→ PASSAGE
━━━━━━

In keeping with the goal of providing an open and collaborative forum for the exchange of research ideas and results in the area of software testing and validation, the companion workshops are a very important part of ICST. 
At ICST 2011, the workshops will be one day in duration, either on the day before or the day after the main conference. Workshops will run in parallel with each other but will not have to compete with the main conference, which will be on separate days. All refreshment and lunch breaks will be at the same time for the workshops.

The following workshops are scheduled to appear at ICST 2011:

Schedule by Day

Monday 21st March  Friday 25th March 
AMOST (featuring Scenarios)

Advances in Model-Based Testing (AMOST 2011)

Website: AMOST 2011

Day: Monday 21st March

The increasing use of software and the growing system complexity, in size, heterogeneity, autonomy, and physical distribution make focused software system testing a challenging task. Recent years have seen an increasing industrial and academic interest in the use of models for designing and testing software. Success has been reported using a range of types of models using a variety of specification formats, notations and formal languages, such as UML, SDL, B and Z. A-MOST 2011 will bring together researchers and practitioners interested in the topic of Model-Based Testing (MBT).

The goal of the A-MOST workshop is to bring together researchers and practitioners to discuss the current state of the art and practice as well as future prospects for MBT in software engineering.

AMOST will include Scenario-Based Testing (Scenarios 2011) as a special session.

Chairs: Ioannis Parissis and Christof Budnik

Previous workshops: 2010, 2009, 2008, 2007, 2006, 2005

Constraints in Software Testing, Verification and Analysis (CSTVA 2011)

━━━━━━

→ ACTIONS TO TAKE
[A] Echo part of the workshop announcement word for word, beginning at the words "Chairs: Ioannis Parissis" and stopping after the words "Analysis (CSTVA 2011)".
[B] According to the workshop announcement, who are the chairs of AMOST 2011?

→ EXTRACTED ENTRIES
━━━━━━

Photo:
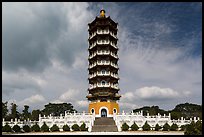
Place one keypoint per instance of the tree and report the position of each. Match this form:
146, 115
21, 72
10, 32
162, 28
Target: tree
146, 127
26, 128
157, 127
174, 127
35, 128
183, 127
54, 128
83, 127
4, 110
66, 128
134, 127
75, 127
125, 127
35, 115
44, 128
166, 127
14, 112
25, 113
193, 129
6, 128
16, 128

━━━━━━

→ RESULTS BY TASK
[A]
Chairs: Ioannis Parissis and Christof Budnik

Previous workshops: 2010, 2009, 2008, 2007, 2006, 2005

Constraints in Software Testing, Verification and Analysis (CSTVA 2011)

[B] Ioannis Parissis and Christof Budnik.